Task A:
Print the passage of the post about Beauty starting at "Later in your" and ending at "than a dialogue.", copying it word for word.

## Start Quoted passage

Replying to LO24815 --
On Fri, 09 Jun 2000 18:02:31 -0400 "Ray E. Harrell" <mcore@IDT.NET>
writes:
Dear Ray and Co-learners,
I have a twenty-some odd multi-disciplinary arts background (fine, media,
performance and healing arts), and I am compelled to reply to your recent
posting about Beauty; something I have written about rather
extensively...(particularly in relation to organizations). I wanted to
comment on your meaning-making regarding Beauty:
(snip)
> the issue of Beauty is
> a simple one. It simply means the "best possible example of a
> product." If the work holds together, i.e. has integrity within itself
> after living with it for
> a while, then we assume a level of Beauty i.e. excellence.
My meaning-making around Beauty is different; that is to say, for me,
Beauty is not about product or excellence. For me, Beauty is
interchangeable with Aesthetics and or the Soul, and is very much about an
experiential process of Aphroditic archetypical energy. >From an article
I published in 1999 in AU/NTL Journal:
An experience which somehow "moves" us always evokes a range of what I
have termed as "Aesthetic Responses". The definition for this as I have
developed it is that experiences of Beauty arrest motion, take our breath
away and seize us up in spell-binding moments of anguish or rapture.
Author and deconstructionist James Hillman (1989) suggests that a wide
spread response to Beauty could have a positive effect on issues that
concern us most today. He speaks of Beauty (aesthetics) as "manifest anima
mundi" or life force --- the very sensibility of the cosmos; the sensate
presence fundamental to all life. Hillman notes that the lack of attention
to Beauty and the loss of an aesthetic response has spun our society into
prolonged cycles of social decline. The Soul of the culture is suffering
because we have abandoned it. Likewise, the Soul or Beauty of an
organization suffers if we abandon it, or do not acknowledge its
existence.
Later in your posting you say:
> There is a problem with Beauty. Great work is often highly complex.
> Great old work is not only complex but removed semiotically
> (contextually)
> from the minds of the audience. That keeps them from really
> perceiving it
> and makes subjective projection their modality for judgment. They are
> often comfortable with their projections and thus "entertained" but it is
> a masturbatory experience rather than a dialogue.
For me personally, this is more to the point Ray, except that I would
re-language certain nuances of what you are conveying in this passage.

## End Quoted passage

Task B:
Output the records verbatim, starting at their first line and ending at the line that contains "[[402, 170], [456, 132], [346, 140], [281, 137], [156, 258]]", with both of those lines included.

## Start Records to use

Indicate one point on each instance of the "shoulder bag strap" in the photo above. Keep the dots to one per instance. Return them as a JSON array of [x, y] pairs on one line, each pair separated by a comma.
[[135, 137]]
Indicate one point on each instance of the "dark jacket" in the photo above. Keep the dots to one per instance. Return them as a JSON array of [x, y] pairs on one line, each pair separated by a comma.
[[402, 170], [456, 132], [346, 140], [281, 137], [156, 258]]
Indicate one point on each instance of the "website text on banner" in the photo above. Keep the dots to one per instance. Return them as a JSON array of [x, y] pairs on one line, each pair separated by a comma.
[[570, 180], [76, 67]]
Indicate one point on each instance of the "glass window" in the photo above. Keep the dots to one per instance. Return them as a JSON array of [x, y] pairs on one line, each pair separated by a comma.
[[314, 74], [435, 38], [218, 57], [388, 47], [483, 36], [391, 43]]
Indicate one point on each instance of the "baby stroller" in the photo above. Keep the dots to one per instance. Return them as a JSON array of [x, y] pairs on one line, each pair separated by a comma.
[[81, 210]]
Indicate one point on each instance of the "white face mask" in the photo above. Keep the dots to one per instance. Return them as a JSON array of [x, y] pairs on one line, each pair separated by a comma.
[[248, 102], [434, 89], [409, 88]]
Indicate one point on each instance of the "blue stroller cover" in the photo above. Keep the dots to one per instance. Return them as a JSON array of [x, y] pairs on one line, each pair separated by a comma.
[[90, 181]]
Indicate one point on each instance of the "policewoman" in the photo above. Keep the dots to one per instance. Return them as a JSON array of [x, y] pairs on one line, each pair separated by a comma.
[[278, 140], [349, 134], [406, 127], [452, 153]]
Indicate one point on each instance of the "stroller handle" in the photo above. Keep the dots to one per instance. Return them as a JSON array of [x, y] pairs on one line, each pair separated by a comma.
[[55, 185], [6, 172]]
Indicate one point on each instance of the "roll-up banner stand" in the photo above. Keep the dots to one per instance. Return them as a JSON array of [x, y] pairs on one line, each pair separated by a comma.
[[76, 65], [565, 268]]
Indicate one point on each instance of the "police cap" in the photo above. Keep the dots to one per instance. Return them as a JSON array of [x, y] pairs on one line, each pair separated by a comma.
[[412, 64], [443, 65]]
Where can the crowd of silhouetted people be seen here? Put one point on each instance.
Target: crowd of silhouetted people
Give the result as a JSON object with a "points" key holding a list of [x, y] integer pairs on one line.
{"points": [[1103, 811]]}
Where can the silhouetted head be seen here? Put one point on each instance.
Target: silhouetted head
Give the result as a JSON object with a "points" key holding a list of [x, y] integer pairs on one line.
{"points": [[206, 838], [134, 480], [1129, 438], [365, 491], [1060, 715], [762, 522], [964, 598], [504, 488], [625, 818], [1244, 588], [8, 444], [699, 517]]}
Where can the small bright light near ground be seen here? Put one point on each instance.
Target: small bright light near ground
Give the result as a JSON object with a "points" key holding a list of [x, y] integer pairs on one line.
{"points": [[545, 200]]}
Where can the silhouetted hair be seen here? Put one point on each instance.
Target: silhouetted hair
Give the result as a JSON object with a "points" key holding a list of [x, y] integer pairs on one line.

## End Records to use

Correct output A:
Later in your posting you say:
> There is a problem with Beauty. Great work is often highly complex.
> Great old work is not only complex but removed semiotically
> (contextually)
> from the minds of the audience. That keeps them from really
> perceiving it
> and makes subjective projection their modality for judgment. They are
> often comfortable with their projections and thus "entertained" but it is
> a masturbatory experience rather than a dialogue.

Correct output B:
Indicate one point on each instance of the "shoulder bag strap" in the photo above. Keep the dots to one per instance. Return them as a JSON array of [x, y] pairs on one line, each pair separated by a comma.
[[135, 137]]
Indicate one point on each instance of the "dark jacket" in the photo above. Keep the dots to one per instance. Return them as a JSON array of [x, y] pairs on one line, each pair separated by a comma.
[[402, 170], [456, 132], [346, 140], [281, 137], [156, 258]]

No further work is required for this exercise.